Could you print every record below exactly as it appears?
[THE DATA start]
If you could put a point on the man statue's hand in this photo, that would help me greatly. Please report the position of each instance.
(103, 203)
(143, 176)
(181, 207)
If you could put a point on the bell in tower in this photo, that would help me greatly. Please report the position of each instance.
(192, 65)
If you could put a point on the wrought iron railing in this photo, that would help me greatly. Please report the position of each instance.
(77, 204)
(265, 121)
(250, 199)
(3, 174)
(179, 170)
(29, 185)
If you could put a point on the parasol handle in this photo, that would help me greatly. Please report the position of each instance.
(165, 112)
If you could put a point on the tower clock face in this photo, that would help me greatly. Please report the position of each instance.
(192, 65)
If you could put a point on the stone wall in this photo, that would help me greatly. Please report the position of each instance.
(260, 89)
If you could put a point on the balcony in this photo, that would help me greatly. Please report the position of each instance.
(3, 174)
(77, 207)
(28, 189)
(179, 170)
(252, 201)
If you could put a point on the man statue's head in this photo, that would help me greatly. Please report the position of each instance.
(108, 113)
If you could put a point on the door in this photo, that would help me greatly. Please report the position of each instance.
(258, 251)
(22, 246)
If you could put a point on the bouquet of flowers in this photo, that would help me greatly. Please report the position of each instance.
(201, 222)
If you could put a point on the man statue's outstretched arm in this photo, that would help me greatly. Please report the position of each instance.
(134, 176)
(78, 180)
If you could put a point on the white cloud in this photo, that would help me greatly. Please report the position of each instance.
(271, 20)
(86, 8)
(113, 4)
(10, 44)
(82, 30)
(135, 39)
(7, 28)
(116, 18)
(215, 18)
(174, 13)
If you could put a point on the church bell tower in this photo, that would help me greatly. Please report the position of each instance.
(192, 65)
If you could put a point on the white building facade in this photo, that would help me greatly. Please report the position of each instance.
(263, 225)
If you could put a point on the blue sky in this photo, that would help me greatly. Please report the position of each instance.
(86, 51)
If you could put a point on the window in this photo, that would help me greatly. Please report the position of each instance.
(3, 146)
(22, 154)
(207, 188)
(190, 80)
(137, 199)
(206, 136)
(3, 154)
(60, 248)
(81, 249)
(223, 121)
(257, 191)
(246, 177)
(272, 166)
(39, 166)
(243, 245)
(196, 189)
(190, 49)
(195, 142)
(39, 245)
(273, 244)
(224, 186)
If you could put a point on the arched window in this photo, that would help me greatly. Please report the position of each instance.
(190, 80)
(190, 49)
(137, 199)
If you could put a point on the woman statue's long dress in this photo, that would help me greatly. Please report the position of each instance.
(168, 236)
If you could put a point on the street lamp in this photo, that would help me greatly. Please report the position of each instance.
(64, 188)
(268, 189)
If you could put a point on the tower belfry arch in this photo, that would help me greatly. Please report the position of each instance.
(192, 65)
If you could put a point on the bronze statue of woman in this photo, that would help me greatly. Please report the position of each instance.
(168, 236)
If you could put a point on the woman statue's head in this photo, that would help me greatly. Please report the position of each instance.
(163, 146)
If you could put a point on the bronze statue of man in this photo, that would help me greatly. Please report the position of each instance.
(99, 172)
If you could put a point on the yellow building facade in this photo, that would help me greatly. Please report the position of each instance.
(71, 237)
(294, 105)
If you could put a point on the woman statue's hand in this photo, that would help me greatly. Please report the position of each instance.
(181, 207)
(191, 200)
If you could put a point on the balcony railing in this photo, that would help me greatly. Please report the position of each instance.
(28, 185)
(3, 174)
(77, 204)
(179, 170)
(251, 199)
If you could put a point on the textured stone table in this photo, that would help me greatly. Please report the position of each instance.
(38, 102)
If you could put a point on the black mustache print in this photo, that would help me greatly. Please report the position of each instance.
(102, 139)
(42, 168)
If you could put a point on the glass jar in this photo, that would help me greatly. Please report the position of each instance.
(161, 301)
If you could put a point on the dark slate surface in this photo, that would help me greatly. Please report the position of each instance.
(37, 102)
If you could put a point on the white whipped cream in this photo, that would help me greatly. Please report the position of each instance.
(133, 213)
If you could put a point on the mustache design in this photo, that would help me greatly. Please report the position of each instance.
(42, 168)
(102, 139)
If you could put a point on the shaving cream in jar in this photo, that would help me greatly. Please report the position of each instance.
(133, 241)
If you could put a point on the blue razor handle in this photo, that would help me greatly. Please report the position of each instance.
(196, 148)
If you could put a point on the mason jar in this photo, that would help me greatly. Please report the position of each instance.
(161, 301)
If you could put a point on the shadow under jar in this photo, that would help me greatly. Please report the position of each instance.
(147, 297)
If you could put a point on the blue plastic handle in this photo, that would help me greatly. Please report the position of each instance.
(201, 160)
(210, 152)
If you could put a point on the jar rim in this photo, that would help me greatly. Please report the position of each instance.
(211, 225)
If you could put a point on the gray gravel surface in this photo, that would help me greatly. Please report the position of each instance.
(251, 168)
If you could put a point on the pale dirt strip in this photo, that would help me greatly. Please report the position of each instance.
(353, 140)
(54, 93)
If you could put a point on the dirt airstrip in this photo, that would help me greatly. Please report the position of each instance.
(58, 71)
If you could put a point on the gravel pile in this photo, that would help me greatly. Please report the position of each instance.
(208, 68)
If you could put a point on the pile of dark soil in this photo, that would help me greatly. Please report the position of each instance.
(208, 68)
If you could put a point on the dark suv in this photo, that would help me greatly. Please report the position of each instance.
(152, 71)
[THE DATA end]
ANSWER TO THIS EXERCISE =>
If you could put a point on the man statue's hand in this photo, that would help me greatly. Please report the position of each instance.
(103, 203)
(143, 176)
(181, 207)
If you could put a point on the bell in tower in this photo, that would help me greatly. Please report the position of each instance.
(192, 65)
If you could put a point on the wrought iron railing in this photo, that would help me greatly. Please report the position of each instance.
(77, 204)
(265, 121)
(250, 199)
(3, 174)
(179, 170)
(29, 185)
If you could put a point on the parasol handle in this photo, that would help me greatly. Please report the position of each instance.
(165, 112)
If you could put a point on the tower clock face in this photo, that would help me greatly. Please report the position of each instance.
(192, 65)
If you could put a point on the stone wall in this photo, that would help me greatly. Please report the position of each instance.
(260, 89)
If you could put a point on the balcony in this photo, that would help me greatly. Please report the position of each instance.
(3, 174)
(77, 207)
(28, 189)
(179, 170)
(252, 201)
If you could put a point on the man statue's head in this photo, that would help me greatly. Please report the position of each instance.
(108, 113)
If you could put a point on the door in this photo, that would help me greatly. Please report the position of each instance.
(258, 251)
(22, 246)
If you could put a point on the bouquet of flowers in this photo, that would help me greatly. Please report the position of each instance.
(201, 222)
If you could put a point on the man statue's outstretched arm in this photo, that would help me greatly. Please report the position of each instance.
(134, 176)
(78, 180)
If you could put a point on the white cloud in this photo, that would help me greatly. Please report the position of each instance.
(271, 20)
(86, 8)
(113, 4)
(10, 44)
(82, 30)
(135, 39)
(7, 28)
(116, 18)
(215, 18)
(174, 13)
If you could put a point on the church bell tower in this photo, that would help me greatly. Please report the position of each instance.
(192, 65)
If you could put a point on the white building facade in this photo, that would help me greatly. Please report the position of each instance.
(263, 225)
If you could put a point on the blue sky in this photo, that would help me greatly. Please report the position of each instance.
(86, 51)
If you could put a point on the window in this photo, that would help me greatly. Please report the position of each instance.
(3, 146)
(22, 154)
(207, 188)
(190, 80)
(137, 199)
(206, 136)
(3, 154)
(60, 248)
(81, 249)
(223, 121)
(257, 191)
(246, 177)
(272, 166)
(39, 166)
(243, 245)
(196, 189)
(190, 49)
(195, 142)
(39, 245)
(273, 244)
(224, 186)
If you could put a point on the arched window in this photo, that would help me greatly. Please report the position of each instance.
(190, 80)
(190, 49)
(137, 199)
If you could put a point on the woman statue's long dress in this photo, that would help me greatly. Please report the position of each instance.
(168, 236)
If you could put a point on the street lamp in this photo, that would help me greatly. Please report the position of each instance.
(64, 188)
(268, 189)
If you could put a point on the tower belfry arch in this photo, that would help me greatly. Please report the position of each instance.
(192, 65)
If you could put a point on the bronze statue of woman in this photo, that would help me greatly. Please report the position of each instance.
(168, 236)
If you could put a point on the woman statue's head in this photo, that would help me greatly. Please report the position of each instance.
(163, 146)
If you could put a point on the bronze statue of man in this photo, that would help me greatly. Please report the position of each instance.
(99, 172)
If you could put a point on the yellow building facade in this photo, that would help me greatly. Please report the position of each instance.
(71, 237)
(294, 105)
If you could put a point on the woman statue's hand in this photo, that would help me greatly. Please report the position of each instance.
(181, 207)
(191, 200)
If you could put a point on the balcony railing in this photo, that would help me greatly. Please report the position of each instance.
(28, 185)
(3, 174)
(77, 204)
(179, 170)
(251, 199)
If you could put a point on the textured stone table in this photo, that would help me greatly. Please report the position of each instance.
(38, 102)
If you could put a point on the black mustache print in this photo, that would help me greatly. Please report the position of each instance.
(102, 139)
(42, 168)
If you could put a point on the glass jar in this photo, that would help me greatly. Please report the position of each instance.
(161, 301)
If you could put a point on the dark slate surface in this photo, that would help me greatly. Please report the position of each instance.
(37, 102)
If you could put a point on the white whipped cream in this photo, that would help me greatly. Please report the position of each instance.
(133, 213)
If you could put a point on the mustache design in this photo, that would help me greatly. Please report the position of each instance.
(42, 168)
(102, 139)
If you could put a point on the shaving cream in jar in this photo, that would help me greatly. Please report the position of each instance.
(133, 241)
If you could put a point on the blue razor handle in this photo, that would help me greatly. Please report the position of each instance.
(196, 148)
If you could put a point on the mason jar in this photo, that would help me greatly. Please report the position of each instance.
(161, 301)
If you could put a point on the shadow under jar in this photo, that would help me greatly. Please report the position of each instance.
(147, 297)
If you could put a point on the blue plastic handle in this photo, that would help me greatly. Please report the position of each instance.
(201, 160)
(210, 152)
If you could put a point on the jar rim in this photo, that would help me greatly. Please report the position of each instance.
(211, 225)
If you could put a point on the gray gravel surface in this photo, that would help me greatly. Please report the position of each instance.
(251, 168)
If you could put a point on the pale dirt strip in this photo, that would help me greatly. Please report the position of each instance.
(353, 140)
(54, 93)
If you could put a point on the dirt airstrip in this photo, that would help me greatly. Please report the position of each instance.
(58, 71)
If you could put a point on the gravel pile in this photo, that would help me greatly. Please report the position of each instance.
(208, 68)
If you could put a point on the pile of dark soil in this photo, that would help me greatly. Please report the position of each instance.
(208, 68)
If you could put a point on the dark suv in this photo, that would help me greatly. Please report the position of each instance.
(152, 71)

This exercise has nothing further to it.